** start of SUPPLIED DATA **
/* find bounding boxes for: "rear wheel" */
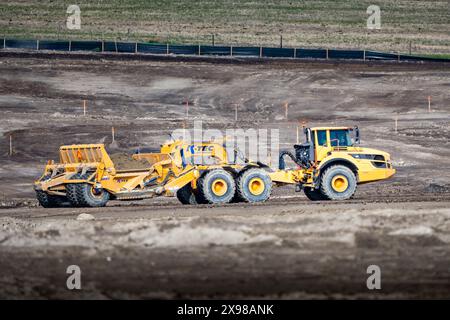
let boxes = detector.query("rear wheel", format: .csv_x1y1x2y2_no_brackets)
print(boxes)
236,168,272,202
320,165,357,200
75,173,110,207
36,190,66,208
177,183,197,204
196,169,236,204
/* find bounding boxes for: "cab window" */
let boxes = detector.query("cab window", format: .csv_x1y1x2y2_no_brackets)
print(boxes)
330,130,352,147
317,130,327,146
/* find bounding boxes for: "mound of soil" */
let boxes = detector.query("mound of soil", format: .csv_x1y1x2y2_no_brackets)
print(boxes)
109,152,151,170
424,183,450,193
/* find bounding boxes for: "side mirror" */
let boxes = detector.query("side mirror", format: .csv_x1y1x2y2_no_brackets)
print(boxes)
303,128,312,142
354,126,361,144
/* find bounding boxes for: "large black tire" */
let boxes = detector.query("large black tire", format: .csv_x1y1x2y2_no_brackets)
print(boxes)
304,187,329,201
66,173,81,207
236,168,272,203
36,190,66,208
196,169,236,204
177,183,197,204
320,165,357,200
75,173,110,207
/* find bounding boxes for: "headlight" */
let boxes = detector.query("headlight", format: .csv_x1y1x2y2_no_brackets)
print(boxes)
351,153,384,161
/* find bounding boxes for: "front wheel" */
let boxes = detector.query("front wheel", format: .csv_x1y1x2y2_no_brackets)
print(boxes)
320,165,357,200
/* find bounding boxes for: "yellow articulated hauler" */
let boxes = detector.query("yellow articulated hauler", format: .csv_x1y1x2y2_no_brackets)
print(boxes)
34,127,395,208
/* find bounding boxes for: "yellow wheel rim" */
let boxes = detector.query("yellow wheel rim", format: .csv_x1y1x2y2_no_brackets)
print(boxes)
212,179,228,197
248,178,265,196
89,186,102,198
331,175,348,192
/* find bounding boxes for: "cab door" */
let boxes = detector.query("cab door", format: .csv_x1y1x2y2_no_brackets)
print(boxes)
314,130,332,163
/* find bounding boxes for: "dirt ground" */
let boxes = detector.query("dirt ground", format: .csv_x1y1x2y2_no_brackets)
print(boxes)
0,51,450,298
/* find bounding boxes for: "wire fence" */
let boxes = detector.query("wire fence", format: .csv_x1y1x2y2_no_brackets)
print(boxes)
0,38,450,62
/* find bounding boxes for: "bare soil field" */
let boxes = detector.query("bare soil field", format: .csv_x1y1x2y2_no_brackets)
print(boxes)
0,0,450,56
0,55,450,298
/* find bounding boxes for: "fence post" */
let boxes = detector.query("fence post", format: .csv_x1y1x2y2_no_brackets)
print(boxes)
9,134,13,156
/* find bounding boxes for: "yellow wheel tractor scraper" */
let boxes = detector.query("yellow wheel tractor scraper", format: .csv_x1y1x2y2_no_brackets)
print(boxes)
34,127,395,208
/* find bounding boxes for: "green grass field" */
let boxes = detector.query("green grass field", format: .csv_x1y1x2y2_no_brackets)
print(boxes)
0,0,450,54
** end of SUPPLIED DATA **
Quote all of the entries above line for line, without any changes, and leave the picture out.

RESULT OF THIS TASK >>
/* find bounding boxes for: "rear wheel" */
let boxes = detector.query("rear wheel", format: .csv_x1y1x2y2_no_brackets)
print(boxes)
236,168,272,202
320,165,357,200
75,173,110,207
36,190,66,208
177,183,197,204
196,169,236,204
/* find bounding boxes for: "cab window" */
let boxes = detector.query("cab window", format: .csv_x1y1x2y2_no_brackets)
print(boxes)
330,130,352,147
317,130,327,146
/* find bounding boxes for: "mound of soil" */
let boxes = detector.query("mound of soil", format: .csv_x1y1x2y2_no_brackets)
print(boxes)
109,152,151,170
424,183,450,193
/* find bounding boxes for: "side mirror" */
let boxes = detector.query("side mirror", format: .csv_x1y1x2y2_no_brackets)
print(boxes)
303,128,312,142
354,126,361,144
/* find bounding boxes for: "large black tire" */
let boxes = detector.query("large black tire", format: .csv_x1y1x2y2_no_brackets)
print(boxes)
304,187,329,201
66,173,81,207
236,168,272,203
36,190,66,208
196,169,236,204
177,183,197,204
320,165,357,200
75,173,110,207
/* find bounding boxes for: "headlight" */
let boxes = detector.query("headlight", format: .csv_x1y1x2y2_no_brackets)
print(boxes)
351,153,384,161
/* find bounding boxes for: "front wheel" */
let boxes = detector.query("front wheel", format: .csv_x1y1x2y2_no_brackets)
print(boxes)
320,165,357,200
/* find bounding boxes for: "yellow articulated hauler" */
let boxes = detector.query("yellow articulated hauler", format: .csv_x1y1x2y2_no_brackets)
print(boxes)
34,127,395,208
/* find bounding boxes for: "yellow wheel rim" */
let boxes = detector.query("yellow wheel rim", format: .csv_x1y1x2y2_no_brackets)
print(boxes)
212,179,228,197
248,178,265,196
89,186,102,198
331,175,348,192
/* find bounding boxes for: "cab door" */
let boxes = detector.query("cab door", format: .csv_x1y1x2y2_no_brackets)
print(boxes)
314,130,332,163
/* find bounding boxes for: "dirt ground" */
let boxes = detector.query("dirt ground", format: .csv_x1y1x2y2_no_brackets)
print(boxes)
0,51,450,298
/* find bounding boxes for: "wire fence" */
let boxes = detector.query("wire fence", format: .csv_x1y1x2y2_no_brackets)
print(boxes)
0,38,450,62
/* find bounding boxes for: "bare soil field" */
let boxes = detector.query("bare soil field", format: .csv_x1y1x2y2_no_brackets)
print(boxes)
0,0,450,56
0,55,450,298
/* find bounding boxes for: "fence post" */
let boxes = detector.query("fence post", format: .csv_x1y1x2y2_no_brackets)
print(boxes)
9,134,13,156
/* find bounding boxes for: "yellow wheel tractor scraper" */
let boxes = detector.query("yellow wheel tractor scraper", format: .csv_x1y1x2y2_no_brackets)
print(boxes)
34,127,395,208
/* find bounding boxes for: "green grass field" */
let boxes = detector.query("green grass field", format: .csv_x1y1x2y2_no_brackets)
print(boxes)
0,0,450,54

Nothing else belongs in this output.